WORK TO DO: Can you copy out each of the items below line for line, without changing a single character?

(Dataset records)
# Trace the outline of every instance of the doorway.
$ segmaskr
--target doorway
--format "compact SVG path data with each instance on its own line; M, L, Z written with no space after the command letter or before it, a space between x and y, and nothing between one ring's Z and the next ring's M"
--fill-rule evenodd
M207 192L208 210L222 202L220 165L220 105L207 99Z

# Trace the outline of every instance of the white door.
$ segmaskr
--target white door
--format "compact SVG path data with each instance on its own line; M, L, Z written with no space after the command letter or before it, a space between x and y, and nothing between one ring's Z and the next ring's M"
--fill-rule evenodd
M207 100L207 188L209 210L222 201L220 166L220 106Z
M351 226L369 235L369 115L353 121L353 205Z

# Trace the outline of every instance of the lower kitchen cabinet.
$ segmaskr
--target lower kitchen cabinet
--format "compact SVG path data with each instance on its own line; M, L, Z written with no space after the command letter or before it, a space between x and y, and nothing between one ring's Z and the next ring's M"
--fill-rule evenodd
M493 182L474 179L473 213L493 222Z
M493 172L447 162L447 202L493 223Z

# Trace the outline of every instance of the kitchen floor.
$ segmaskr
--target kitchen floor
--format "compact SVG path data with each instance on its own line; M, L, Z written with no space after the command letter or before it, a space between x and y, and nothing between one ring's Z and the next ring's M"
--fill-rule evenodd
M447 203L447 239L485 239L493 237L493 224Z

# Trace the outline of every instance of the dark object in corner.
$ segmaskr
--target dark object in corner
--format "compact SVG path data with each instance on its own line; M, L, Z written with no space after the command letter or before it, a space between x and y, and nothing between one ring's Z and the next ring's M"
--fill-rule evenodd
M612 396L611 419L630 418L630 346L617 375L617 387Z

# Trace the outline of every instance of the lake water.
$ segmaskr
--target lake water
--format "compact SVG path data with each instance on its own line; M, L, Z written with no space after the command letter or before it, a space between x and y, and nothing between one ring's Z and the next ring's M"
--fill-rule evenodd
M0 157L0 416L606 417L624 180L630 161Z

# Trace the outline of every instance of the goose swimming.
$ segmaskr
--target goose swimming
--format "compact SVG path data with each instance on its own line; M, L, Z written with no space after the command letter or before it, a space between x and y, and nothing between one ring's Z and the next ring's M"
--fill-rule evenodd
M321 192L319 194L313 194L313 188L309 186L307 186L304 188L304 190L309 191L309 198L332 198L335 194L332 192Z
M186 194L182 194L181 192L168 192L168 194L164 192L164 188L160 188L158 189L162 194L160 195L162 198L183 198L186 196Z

WRITTEN SOLUTION:
# Trace the outline of every instance of the doorway.
$ segmaskr
--target doorway
--format "compact SVG path data with each instance on its own line; M, L, Z written with no space after the command letter or before it, a space between x and y, and nothing between one ring's Z and the next ring's M"
--fill-rule evenodd
M207 192L208 210L222 202L220 165L220 105L207 99Z

# Trace the outline of every instance of the white door.
$ segmaskr
--target white door
--format "compact SVG path data with each instance on its own line; M, L, Z written with no space after the command letter or before it, a space between x and y, and nothing between one ring's Z and the next ring's M"
--fill-rule evenodd
M207 100L207 188L209 210L222 201L220 166L220 106Z
M351 226L369 235L369 115L353 121L353 205Z

# Trace the outline of every instance of the lower kitchen cabinet.
$ segmaskr
--target lower kitchen cabinet
--format "compact SVG path data with each instance on its own line; M, L, Z written with no space after the command letter or before it, a space between x and y, and nothing between one ring's Z and the next ring's M"
--fill-rule evenodd
M493 182L474 179L473 213L493 222Z
M493 172L447 162L447 202L493 223Z

# Trace the outline of every instance of the kitchen floor.
$ segmaskr
--target kitchen floor
--format "compact SVG path data with each instance on its own line; M, L, Z written with no space after the command letter or before it, a space between x and y, and nothing between one ring's Z and the next ring's M"
--fill-rule evenodd
M447 203L447 239L485 239L493 237L493 224Z

# Trace the outline of every instance of the dark object in corner.
$ segmaskr
--target dark object in corner
--format "compact SVG path data with each instance on its own line; M, L, Z written with no space after the command letter or before it, a space between x and y, and nothing between one ring's Z and the next ring's M"
--fill-rule evenodd
M612 396L611 419L630 418L630 346L617 375L617 387Z

# Trace the outline of every instance of the lake water.
$ segmaskr
--target lake water
--format "compact SVG path data with each instance on its own line; M, L, Z written with no space after the command letter or before it, a space between x and y, and nothing between one ring's Z and the next ring's M"
--fill-rule evenodd
M0 157L0 416L606 417L624 180L630 161Z

# Trace the outline of every instance of the goose swimming.
$ segmaskr
--target goose swimming
--format "compact SVG path data with each instance on its own line; M, L, Z written with no space after the command letter or before it, a space between x and y, and nothing between one ring's Z and the next ring's M"
--fill-rule evenodd
M321 192L319 194L313 194L313 188L309 186L307 186L304 188L304 190L309 191L309 198L332 198L335 194L332 192Z
M186 194L182 194L181 192L168 192L168 194L164 192L164 188L160 188L158 189L162 194L160 195L162 198L183 198L186 196Z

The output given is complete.